# PROVIDED PASSAGE
Posts

Showing posts from May, 2018

Knowing What Someone Thinks

If you want to know what someone thinks, ask them. You may actually hear what they think. Or you may hear what they think you want to hear. Or you may hear the watered down version. Or you may hear the specialized version for just you... If you really want to know what someone thinks, plug your ears and just watch what they do. You will learn a lot more about what someone really thinks by observing their behaviour. Your behaviour is a dead giveaway for what you think.

Given vs. Earned

Given time talent Earned skill success responsibility trust respect honour We are given a little, but can accomplish a lot if we use what we're given correctly.

The Most Precious Resources

Time and Trust. You cannot do anything worthwhile without the two. When either of these two resources break down, everything beneath crumbles.

Mistakes

Small people define others by their mistakes. Mature people define others by their responses to their mistakes.

Lost and Found

Venturing out into something unknown will always give the feeling of being lost. Being lost is when our brain hasn't encountered something before and doesn't know quite how to process the situation. Our brain works in the way of using the past to explain the present. When we don't have a recollection in the past to explain the present, we feel lost. Slowly the brain will start to fill in the blank spots and things will begin to make sense. But in the moments in between, we may feel lost. Trust the process and know that eventually you will figure things out. Anything new requires this process. Venturing out into something new requires the uncertainty and fear associated with feeling lost. Once the feelings of being lost are worked through, something new and better can be found. But you can find something better without a certain degree of feeling lost.

# WHAT TO WORK ON
Could you carry on the blog posts about behavior, trust, and feeling lost, starting right after their final sentence?

Items drawn from a data source
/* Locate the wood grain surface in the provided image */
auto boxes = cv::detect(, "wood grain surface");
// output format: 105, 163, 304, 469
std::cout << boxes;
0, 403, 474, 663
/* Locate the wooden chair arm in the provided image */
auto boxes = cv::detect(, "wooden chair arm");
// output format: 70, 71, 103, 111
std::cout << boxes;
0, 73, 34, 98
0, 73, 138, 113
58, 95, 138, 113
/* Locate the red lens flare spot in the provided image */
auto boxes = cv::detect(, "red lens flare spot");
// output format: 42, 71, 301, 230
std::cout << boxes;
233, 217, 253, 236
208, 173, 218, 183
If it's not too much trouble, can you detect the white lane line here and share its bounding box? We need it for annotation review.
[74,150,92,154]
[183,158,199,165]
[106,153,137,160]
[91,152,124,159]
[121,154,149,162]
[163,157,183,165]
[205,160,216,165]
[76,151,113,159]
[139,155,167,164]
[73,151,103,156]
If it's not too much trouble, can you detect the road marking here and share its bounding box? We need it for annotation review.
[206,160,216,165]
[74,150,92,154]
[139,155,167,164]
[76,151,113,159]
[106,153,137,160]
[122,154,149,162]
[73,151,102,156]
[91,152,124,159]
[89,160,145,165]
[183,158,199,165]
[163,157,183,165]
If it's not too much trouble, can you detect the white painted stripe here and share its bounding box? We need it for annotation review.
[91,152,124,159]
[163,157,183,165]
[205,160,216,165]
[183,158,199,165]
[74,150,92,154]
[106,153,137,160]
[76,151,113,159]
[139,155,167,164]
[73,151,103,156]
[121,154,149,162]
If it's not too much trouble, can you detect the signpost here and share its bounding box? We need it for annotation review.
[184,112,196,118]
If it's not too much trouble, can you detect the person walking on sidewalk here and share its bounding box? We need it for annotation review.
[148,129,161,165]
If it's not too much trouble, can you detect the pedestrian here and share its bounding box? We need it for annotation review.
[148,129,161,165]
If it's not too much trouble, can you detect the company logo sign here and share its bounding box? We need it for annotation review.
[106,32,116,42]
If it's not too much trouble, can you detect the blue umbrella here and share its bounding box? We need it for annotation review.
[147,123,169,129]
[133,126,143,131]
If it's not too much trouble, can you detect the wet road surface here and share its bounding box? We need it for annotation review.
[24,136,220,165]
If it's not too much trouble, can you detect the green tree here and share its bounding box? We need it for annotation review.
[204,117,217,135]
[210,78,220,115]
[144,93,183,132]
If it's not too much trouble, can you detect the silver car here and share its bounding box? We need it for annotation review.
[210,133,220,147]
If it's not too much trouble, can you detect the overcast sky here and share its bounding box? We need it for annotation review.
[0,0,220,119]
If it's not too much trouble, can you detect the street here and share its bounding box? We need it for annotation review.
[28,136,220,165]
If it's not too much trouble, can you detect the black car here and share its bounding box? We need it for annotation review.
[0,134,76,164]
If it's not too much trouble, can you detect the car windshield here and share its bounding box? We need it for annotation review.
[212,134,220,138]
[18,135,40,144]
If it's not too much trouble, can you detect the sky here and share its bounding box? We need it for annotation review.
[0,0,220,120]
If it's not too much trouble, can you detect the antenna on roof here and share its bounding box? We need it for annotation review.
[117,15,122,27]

# EXERCISE ANSWER
Feeling Important

When someone is proving their importance they don’t feel important. People who feel important are generally quiet as to their importance.

When You're In Tough

When things get tough it often means a lot of good things. (sometimes we bring tough on ourselves because we've haven't acted in ways we should, but the resulting bad situations still apply here). It means we are moving, not being stagnant. It means we're venturing into something new. It means we are pushing things. It means we are about to get stronger. As the saying goes, "when the going get's tough, the tough get going". In times of hardship and when things get really tough, take comfort in the fact that you're only getting pushback, because you yourself are pushing things. And that's a really good thing. And if you've been pushing in the wrong direction, it's still a good opportunity to course correct.

Working Hard for The Wrong Things

If you’re working hard, examine your reasoning. Make sure the things you're working hard for are long lasting and deeply impacting. We can work hard for things that feed our ego. Those things are a complete waste of time. Examine your hard work, make sure the reasons have long impactful tentacles.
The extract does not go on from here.